[Dataset records]
-----

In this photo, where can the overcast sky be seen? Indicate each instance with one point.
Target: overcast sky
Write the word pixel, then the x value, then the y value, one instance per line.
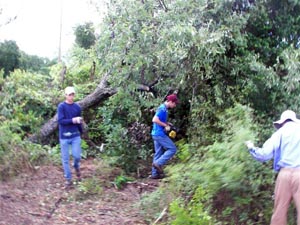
pixel 36 28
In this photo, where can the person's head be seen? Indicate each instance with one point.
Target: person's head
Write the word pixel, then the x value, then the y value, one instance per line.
pixel 172 101
pixel 287 115
pixel 69 93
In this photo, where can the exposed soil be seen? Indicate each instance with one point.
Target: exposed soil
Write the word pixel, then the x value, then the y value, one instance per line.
pixel 40 197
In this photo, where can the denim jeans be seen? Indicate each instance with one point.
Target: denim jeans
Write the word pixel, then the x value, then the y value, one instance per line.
pixel 65 145
pixel 164 150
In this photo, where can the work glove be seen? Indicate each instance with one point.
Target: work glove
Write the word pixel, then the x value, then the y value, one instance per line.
pixel 249 145
pixel 77 120
pixel 167 128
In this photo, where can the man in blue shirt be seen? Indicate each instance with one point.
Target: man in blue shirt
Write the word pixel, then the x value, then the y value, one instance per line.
pixel 70 128
pixel 163 145
pixel 284 147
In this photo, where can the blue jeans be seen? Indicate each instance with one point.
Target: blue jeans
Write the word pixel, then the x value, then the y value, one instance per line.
pixel 65 144
pixel 164 150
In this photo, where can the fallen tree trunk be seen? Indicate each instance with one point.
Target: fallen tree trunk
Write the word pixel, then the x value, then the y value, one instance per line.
pixel 101 93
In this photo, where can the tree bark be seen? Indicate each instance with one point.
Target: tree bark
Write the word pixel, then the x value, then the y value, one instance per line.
pixel 101 93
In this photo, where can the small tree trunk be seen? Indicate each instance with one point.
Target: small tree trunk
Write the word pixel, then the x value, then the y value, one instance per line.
pixel 101 93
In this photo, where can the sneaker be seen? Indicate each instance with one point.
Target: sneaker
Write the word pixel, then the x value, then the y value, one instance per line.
pixel 78 174
pixel 158 168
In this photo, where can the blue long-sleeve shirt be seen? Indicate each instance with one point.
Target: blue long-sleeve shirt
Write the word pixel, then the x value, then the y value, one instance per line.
pixel 283 146
pixel 162 114
pixel 65 113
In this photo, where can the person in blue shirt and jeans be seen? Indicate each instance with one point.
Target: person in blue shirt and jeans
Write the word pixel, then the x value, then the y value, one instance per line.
pixel 163 146
pixel 70 128
pixel 284 147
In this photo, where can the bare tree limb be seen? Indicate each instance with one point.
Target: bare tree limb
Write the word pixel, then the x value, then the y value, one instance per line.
pixel 101 93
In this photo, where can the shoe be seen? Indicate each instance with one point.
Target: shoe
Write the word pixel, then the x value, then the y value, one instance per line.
pixel 78 174
pixel 158 168
pixel 158 176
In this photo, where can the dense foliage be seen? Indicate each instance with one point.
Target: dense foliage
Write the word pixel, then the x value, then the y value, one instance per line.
pixel 235 65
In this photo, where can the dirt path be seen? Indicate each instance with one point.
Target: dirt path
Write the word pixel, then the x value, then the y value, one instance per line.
pixel 40 198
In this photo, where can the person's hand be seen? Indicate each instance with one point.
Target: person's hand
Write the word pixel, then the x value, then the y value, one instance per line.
pixel 77 120
pixel 249 144
pixel 167 128
pixel 170 124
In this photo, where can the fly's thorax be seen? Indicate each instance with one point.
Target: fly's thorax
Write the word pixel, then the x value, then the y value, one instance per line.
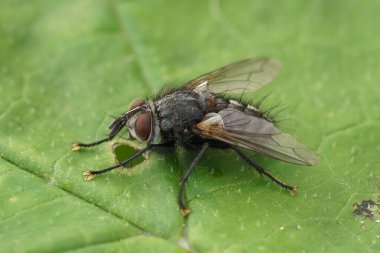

-----

Update all the entries above, putting "In this image" wherever "In this photo" appears and keeping every other line the same. Leave the pictures out of your answer.

(Full solution)
In this image, where can the overcast sky be seen? Indicate each instance with one point.
Target: overcast sky
Write the word pixel, then the x value, then the y value, one instance per line.
pixel 36 28
In this image, where can the person's head be seen? Indicate each instance with one point.
Target: person's head
Write the word pixel, then the x value, then the y value, one instance per line.
pixel 172 101
pixel 287 115
pixel 69 93
In this image, where can the exposed soil be seen? Indicate each instance with one point.
Target: exposed soil
Write the word pixel, then the x value, then the y value, one instance per line.
pixel 40 197
In this image, where can the denim jeans be seen? Indicate each instance with one point.
Target: denim jeans
Write the word pixel, then the x value, then the y value, one instance per line.
pixel 65 145
pixel 164 150
In this image, where can the work glove be seen? Indicate each instance with one point.
Target: work glove
Write the word pixel, then the x value, then the y value, one instance per line.
pixel 249 145
pixel 77 120
pixel 167 128
In this image, where can the man in blue shirt be seen? Indicate each instance with one point.
Target: man in blue shirt
Write the word pixel, then the x value, then the y value, one instance per line.
pixel 70 128
pixel 163 145
pixel 284 147
In this image, where can the blue jeans be seen? Indicate each instance with one point.
Target: blue jeans
Write the word pixel, then the x value, then the y value, one instance per line.
pixel 65 144
pixel 164 150
In this image, where can the fallen tree trunk be seen? Indicate each instance with one point.
Target: fallen tree trunk
Write the word pixel, then the x value, then the y value, one instance per line.
pixel 101 93
In this image, where can the tree bark be seen? Indicate each instance with one point.
Target: tree bark
Write the word pixel, then the x value, then the y value, one instance per line.
pixel 101 93
In this image, where can the small tree trunk be seen? Indicate each instance with one point.
Target: small tree trunk
Write the word pixel, then the x value, then the y value, one instance per line.
pixel 101 93
In this image, where can the sneaker be seen? Indicate each instance with one point.
Target: sneaker
Write the word pixel, then the x value, then the y value, one instance per line.
pixel 78 174
pixel 158 168
In this image, where can the blue long-sleeve shirt be seen? Indicate each instance with one point.
Target: blue long-sleeve shirt
Write the word pixel, then the x value, then the y value, one instance per line.
pixel 283 146
pixel 162 114
pixel 65 113
In this image, where can the person in blue shirt and jeans be seen? Indicate each instance with one point.
Target: person in blue shirt and jeans
Write the word pixel, then the x value, then the y value, one instance per line.
pixel 163 146
pixel 70 128
pixel 284 147
In this image, where can the bare tree limb be seen? Indicate each instance with one point.
Target: bare tree limb
Write the word pixel, then the x value, then the y value, one instance per line.
pixel 101 93
In this image, where can the shoe be seen? Indicate each instance with one point.
Target: shoe
Write the word pixel, then the x value, then the y value, one instance per line.
pixel 78 174
pixel 158 168
pixel 158 176
In this image, where can the dense foliage be seen? Indicate each instance with one point.
Target: dense foliage
Write the word pixel, then the x value, then the y value, one instance per line.
pixel 235 65
In this image, where can the dirt path be seen? Indicate each instance with one point.
Target: dirt path
Write the word pixel, then the x value, then the y value, one instance per line.
pixel 40 198
In this image, where can the person's hand be seen? Indicate each instance with one point.
Target: person's hand
Write the word pixel, then the x value, then the y value, one instance per line.
pixel 77 120
pixel 249 144
pixel 167 128
pixel 170 124
In this image, where can the fly's thorax be seen? Indicate each instance with one point.
Target: fly's thorax
Write the word pixel, then the x value, then the y value, one instance per line.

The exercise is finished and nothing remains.